+++ Trecho fornecido
Interessante o último dado aqui lançado. A Carta Democrática Interamericana foi firmada exatamente no mesmo dia do maior atentado terrorista que se tem notícia nos Estados Unidos da América (os nefastos incidentes no World Trade Center, que ceifaram a vida de mais de três mil pessoas). A via democrática, do diálogo, da compreensão do outro, da tolerância, do não sectarismo, da interação ainda é o melhor dos caminhos….

 

O desafio é gigantesco, mas o futuro, na visão de otimistas, tende mais a unir do que segregar. O retorno das democracias na maior parte da América Latina nos anos 80 facilita bastante esta jornada. O respeito aos direitos humanos, a busca da igualdade substancial, a alternância nos cargos públicos, a responsabilidade fiscal, o controle de constitucionalidade da legislação, tudo isto representa um expressivo cabedal de conquistas que efetivamente conduzem os países latino-americanos ao entendimento.

 

 

02- A inserção do discurso habermasiano em um espaço público latino-americano

 

Trazer o pensamento de Jürgen Habermas para um espaço público latino-americano não será fácil, até porque, conforme já exposto, a existência crível e concreta deste espaço público não se consolidou. Trata-se de uma quimera, um projeto de futuro. Não temos a pretensão de crer que o trabalho aqui elaborado seja inédito, contudo é notório que se trata de um estudo um tanto quanto “inusitado”.
++++++
+++ Dados disponíveis
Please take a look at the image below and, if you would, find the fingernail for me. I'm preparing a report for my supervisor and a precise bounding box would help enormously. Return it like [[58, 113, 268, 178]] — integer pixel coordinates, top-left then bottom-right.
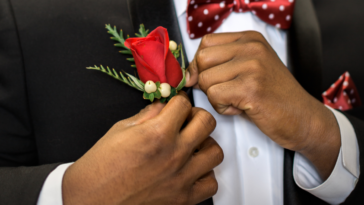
[[186, 70, 191, 83]]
++++++
Ações necessárias
**1.** Reproduza o trecho fornecido de "O desafio é" até "latino-americanos ao entendimento.", incluindo estas últimas palavras.
**2.** Segundo o trecho fornecido, em que década as democracias retornaram à maior parte da América Latina?

As respostas
**1.**
O desafio é gigantesco, mas o futuro, na visão de otimistas, tende mais a unir do que segregar. O retorno das democracias na maior parte da América Latina nos anos 80 facilita bastante esta jornada. O respeito aos direitos humanos, a busca da igualdade substancial, a alternância nos cargos públicos, a responsabilidade fiscal, o controle de constitucionalidade da legislação, tudo isto representa um expressivo cabedal de conquistas que efetivamente conduzem os países latino-americanos ao entendimento.

**2.** Nos anos 80.